### [What is expected]
Copy out every line of the records below, character for character, without changing anything.
───── Provided information
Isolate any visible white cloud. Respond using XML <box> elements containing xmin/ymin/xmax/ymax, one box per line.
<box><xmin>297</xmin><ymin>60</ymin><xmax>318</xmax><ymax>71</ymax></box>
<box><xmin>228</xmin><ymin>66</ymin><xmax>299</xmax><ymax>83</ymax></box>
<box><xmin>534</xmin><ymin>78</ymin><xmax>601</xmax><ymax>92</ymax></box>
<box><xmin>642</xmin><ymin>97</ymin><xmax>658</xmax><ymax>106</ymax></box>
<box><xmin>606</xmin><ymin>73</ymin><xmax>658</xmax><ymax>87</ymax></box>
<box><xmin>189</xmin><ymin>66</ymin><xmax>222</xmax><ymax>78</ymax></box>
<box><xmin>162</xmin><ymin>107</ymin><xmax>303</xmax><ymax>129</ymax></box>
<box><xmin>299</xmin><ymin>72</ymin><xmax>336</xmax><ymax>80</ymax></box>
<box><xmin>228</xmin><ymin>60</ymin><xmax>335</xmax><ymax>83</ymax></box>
──────────
### [Result of this task]
Isolate any visible white cloud. Respond using XML <box> elements containing xmin/ymin/xmax/ymax, one box per line.
<box><xmin>297</xmin><ymin>60</ymin><xmax>318</xmax><ymax>71</ymax></box>
<box><xmin>228</xmin><ymin>66</ymin><xmax>299</xmax><ymax>83</ymax></box>
<box><xmin>534</xmin><ymin>78</ymin><xmax>601</xmax><ymax>92</ymax></box>
<box><xmin>642</xmin><ymin>97</ymin><xmax>658</xmax><ymax>106</ymax></box>
<box><xmin>606</xmin><ymin>73</ymin><xmax>658</xmax><ymax>87</ymax></box>
<box><xmin>189</xmin><ymin>66</ymin><xmax>222</xmax><ymax>78</ymax></box>
<box><xmin>162</xmin><ymin>107</ymin><xmax>303</xmax><ymax>129</ymax></box>
<box><xmin>299</xmin><ymin>72</ymin><xmax>336</xmax><ymax>80</ymax></box>
<box><xmin>228</xmin><ymin>60</ymin><xmax>335</xmax><ymax>83</ymax></box>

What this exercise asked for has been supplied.